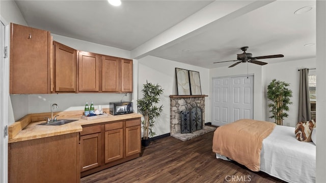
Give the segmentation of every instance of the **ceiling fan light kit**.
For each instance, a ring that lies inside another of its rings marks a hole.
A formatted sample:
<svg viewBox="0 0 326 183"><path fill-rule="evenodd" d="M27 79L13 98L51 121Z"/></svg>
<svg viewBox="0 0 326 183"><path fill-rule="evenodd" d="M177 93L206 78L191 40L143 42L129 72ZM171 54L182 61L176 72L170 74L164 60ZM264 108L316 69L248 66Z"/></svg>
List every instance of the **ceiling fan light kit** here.
<svg viewBox="0 0 326 183"><path fill-rule="evenodd" d="M257 59L271 59L274 58L280 58L280 57L284 57L284 55L279 54L279 55L268 55L268 56L265 56L253 57L253 55L252 54L246 52L246 51L247 51L249 48L249 47L248 46L241 47L240 49L241 50L242 50L243 53L241 54L237 54L237 60L236 60L216 62L214 62L213 63L215 64L215 63L222 63L222 62L238 61L238 62L236 62L230 65L230 66L229 66L229 67L234 67L240 64L241 62L243 62L243 63L247 62L247 63L251 63L253 64L258 64L260 65L264 65L267 64L267 63L266 62L259 61L258 60L257 60Z"/></svg>

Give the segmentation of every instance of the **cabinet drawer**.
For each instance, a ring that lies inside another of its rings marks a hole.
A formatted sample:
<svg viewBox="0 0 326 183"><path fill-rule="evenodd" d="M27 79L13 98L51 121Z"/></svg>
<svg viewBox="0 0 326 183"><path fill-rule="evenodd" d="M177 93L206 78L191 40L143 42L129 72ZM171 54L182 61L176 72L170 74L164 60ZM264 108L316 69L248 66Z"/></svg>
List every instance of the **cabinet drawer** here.
<svg viewBox="0 0 326 183"><path fill-rule="evenodd" d="M133 119L126 121L126 127L133 126L141 125L140 119Z"/></svg>
<svg viewBox="0 0 326 183"><path fill-rule="evenodd" d="M123 123L122 121L116 123L105 124L105 131L111 130L123 127Z"/></svg>
<svg viewBox="0 0 326 183"><path fill-rule="evenodd" d="M95 134L101 132L101 125L95 125L83 127L83 131L80 132L80 136Z"/></svg>

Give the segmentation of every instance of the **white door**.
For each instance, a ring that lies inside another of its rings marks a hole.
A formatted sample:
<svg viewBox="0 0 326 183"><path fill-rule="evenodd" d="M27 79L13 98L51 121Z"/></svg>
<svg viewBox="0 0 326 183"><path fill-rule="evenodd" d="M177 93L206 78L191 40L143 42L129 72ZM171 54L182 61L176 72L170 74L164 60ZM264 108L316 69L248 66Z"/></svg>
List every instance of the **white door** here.
<svg viewBox="0 0 326 183"><path fill-rule="evenodd" d="M213 79L212 88L212 124L253 119L253 75Z"/></svg>
<svg viewBox="0 0 326 183"><path fill-rule="evenodd" d="M213 80L212 124L221 126L230 121L230 78Z"/></svg>
<svg viewBox="0 0 326 183"><path fill-rule="evenodd" d="M5 46L6 28L0 21L0 182L8 181L8 136L5 135L5 127L8 124L9 97L9 61L5 58Z"/></svg>

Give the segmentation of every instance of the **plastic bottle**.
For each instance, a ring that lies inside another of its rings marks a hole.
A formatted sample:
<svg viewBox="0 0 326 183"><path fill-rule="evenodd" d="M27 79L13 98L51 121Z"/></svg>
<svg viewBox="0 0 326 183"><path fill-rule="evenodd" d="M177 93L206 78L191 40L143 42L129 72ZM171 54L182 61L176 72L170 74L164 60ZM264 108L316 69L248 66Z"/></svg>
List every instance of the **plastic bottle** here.
<svg viewBox="0 0 326 183"><path fill-rule="evenodd" d="M84 115L85 116L87 116L90 114L90 108L88 106L88 103L86 102L86 105L85 105L85 111L84 112Z"/></svg>
<svg viewBox="0 0 326 183"><path fill-rule="evenodd" d="M91 108L90 108L90 114L94 114L94 104L93 101L91 102Z"/></svg>

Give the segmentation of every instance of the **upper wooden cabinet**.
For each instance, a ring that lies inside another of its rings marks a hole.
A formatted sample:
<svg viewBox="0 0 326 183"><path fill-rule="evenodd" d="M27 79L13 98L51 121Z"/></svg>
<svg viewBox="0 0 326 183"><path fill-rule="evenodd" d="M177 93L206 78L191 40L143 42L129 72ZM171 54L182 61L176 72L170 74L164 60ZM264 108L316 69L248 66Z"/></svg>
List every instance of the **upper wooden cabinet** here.
<svg viewBox="0 0 326 183"><path fill-rule="evenodd" d="M76 92L76 50L53 41L52 92Z"/></svg>
<svg viewBox="0 0 326 183"><path fill-rule="evenodd" d="M121 92L132 92L132 60L122 59Z"/></svg>
<svg viewBox="0 0 326 183"><path fill-rule="evenodd" d="M78 88L79 92L99 91L99 55L78 51Z"/></svg>
<svg viewBox="0 0 326 183"><path fill-rule="evenodd" d="M10 93L50 93L50 32L10 24Z"/></svg>
<svg viewBox="0 0 326 183"><path fill-rule="evenodd" d="M102 56L102 91L120 92L121 60L118 58Z"/></svg>
<svg viewBox="0 0 326 183"><path fill-rule="evenodd" d="M132 92L132 60L78 51L78 92Z"/></svg>
<svg viewBox="0 0 326 183"><path fill-rule="evenodd" d="M76 50L52 41L48 31L10 25L10 94L132 92L132 60Z"/></svg>

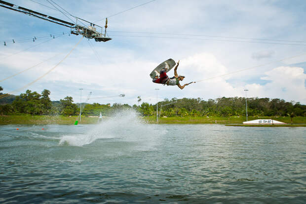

_ _ _

Copy all the records above word for word, but leave out the pictures.

Give the segmentation of every instance of the **ceiling fan light kit**.
For each instance, a ring that lies inside another of its rings marks a hole.
A formatted sample:
<svg viewBox="0 0 326 183"><path fill-rule="evenodd" d="M27 79L13 98L51 121Z"/></svg>
<svg viewBox="0 0 326 183"><path fill-rule="evenodd" d="M177 93L206 78L191 40L143 42L129 72ZM171 54L182 61L176 72L170 74L164 60ZM264 108L316 69L248 66Z"/></svg>
List every instance of the **ceiling fan light kit** here.
<svg viewBox="0 0 326 183"><path fill-rule="evenodd" d="M257 59L271 59L274 58L280 58L280 57L284 57L284 55L279 54L279 55L268 55L268 56L265 56L253 57L253 55L252 54L246 52L246 51L247 51L249 48L249 47L248 46L241 47L240 49L241 50L242 50L243 53L241 54L237 54L237 60L236 60L216 62L214 62L213 63L215 64L215 63L222 63L222 62L238 61L238 62L236 62L230 65L230 66L229 66L229 67L234 67L240 64L241 62L243 62L243 63L247 62L247 63L251 63L253 64L258 64L260 65L264 65L267 64L267 63L266 62L259 61L258 60L257 60Z"/></svg>

Give the segmentation of every instance of the **cabinet drawer**.
For each instance, a ring that lies inside another of its rings marks a hole.
A formatted sample:
<svg viewBox="0 0 326 183"><path fill-rule="evenodd" d="M27 79L13 98L51 121Z"/></svg>
<svg viewBox="0 0 326 183"><path fill-rule="evenodd" d="M177 93L206 78L191 40L143 42L129 72ZM171 54L182 61L176 72L170 74L164 60ZM264 108L316 69L248 66Z"/></svg>
List every instance of the **cabinet drawer** here.
<svg viewBox="0 0 326 183"><path fill-rule="evenodd" d="M133 119L126 121L126 127L133 126L141 125L140 119Z"/></svg>
<svg viewBox="0 0 326 183"><path fill-rule="evenodd" d="M123 123L122 121L116 123L105 124L105 131L111 130L123 127Z"/></svg>
<svg viewBox="0 0 326 183"><path fill-rule="evenodd" d="M95 134L101 132L101 125L95 125L83 127L83 131L80 132L80 136Z"/></svg>

Give the segmentation of every instance of the **white door**.
For each instance, a ring that lies inside another of its rings marks a hole.
A formatted sample:
<svg viewBox="0 0 326 183"><path fill-rule="evenodd" d="M27 79L13 98L51 121Z"/></svg>
<svg viewBox="0 0 326 183"><path fill-rule="evenodd" d="M177 93L206 78L191 40L143 42L129 72ZM171 54L182 61L176 72L170 74L164 60ZM264 108L316 69L248 66Z"/></svg>
List every instance of the **white door** here.
<svg viewBox="0 0 326 183"><path fill-rule="evenodd" d="M213 79L212 88L212 124L253 119L253 75Z"/></svg>
<svg viewBox="0 0 326 183"><path fill-rule="evenodd" d="M213 80L212 124L221 126L230 121L230 78Z"/></svg>
<svg viewBox="0 0 326 183"><path fill-rule="evenodd" d="M5 46L6 28L0 21L0 182L8 181L8 136L5 135L5 127L8 124L9 97L9 61L5 58Z"/></svg>

Give the segmentation of every instance of the **plastic bottle**.
For each instance, a ring that lies inside another of its rings marks a hole.
A formatted sample:
<svg viewBox="0 0 326 183"><path fill-rule="evenodd" d="M27 79L13 98L51 121Z"/></svg>
<svg viewBox="0 0 326 183"><path fill-rule="evenodd" d="M177 93L206 78L191 40L143 42L129 72ZM171 54L182 61L176 72L170 74L164 60ZM264 108L316 69L248 66Z"/></svg>
List every instance of the **plastic bottle** here.
<svg viewBox="0 0 326 183"><path fill-rule="evenodd" d="M84 115L85 116L87 116L90 114L90 108L88 106L88 103L86 102L86 105L85 105L85 111L84 112Z"/></svg>
<svg viewBox="0 0 326 183"><path fill-rule="evenodd" d="M91 108L90 108L90 114L94 114L94 104L93 101L91 102Z"/></svg>

Give the segmentation of every instance of the **upper wooden cabinet**.
For each instance, a ring that lies inside another of its rings marks a hole.
A formatted sample:
<svg viewBox="0 0 326 183"><path fill-rule="evenodd" d="M27 79L13 98L51 121Z"/></svg>
<svg viewBox="0 0 326 183"><path fill-rule="evenodd" d="M177 93L206 78L191 40L143 42L129 72ZM171 54L182 61L176 72L170 74L164 60ZM264 108L316 69L248 66Z"/></svg>
List every instance of the **upper wooden cabinet** here.
<svg viewBox="0 0 326 183"><path fill-rule="evenodd" d="M76 92L76 50L53 41L52 92Z"/></svg>
<svg viewBox="0 0 326 183"><path fill-rule="evenodd" d="M121 92L132 92L132 60L122 59Z"/></svg>
<svg viewBox="0 0 326 183"><path fill-rule="evenodd" d="M78 88L79 92L99 91L99 55L78 51Z"/></svg>
<svg viewBox="0 0 326 183"><path fill-rule="evenodd" d="M10 93L50 93L50 32L10 24Z"/></svg>
<svg viewBox="0 0 326 183"><path fill-rule="evenodd" d="M102 56L102 91L120 92L121 60L118 58Z"/></svg>
<svg viewBox="0 0 326 183"><path fill-rule="evenodd" d="M132 92L132 60L78 51L78 92Z"/></svg>
<svg viewBox="0 0 326 183"><path fill-rule="evenodd" d="M76 50L52 41L48 31L10 25L10 94L132 92L132 60Z"/></svg>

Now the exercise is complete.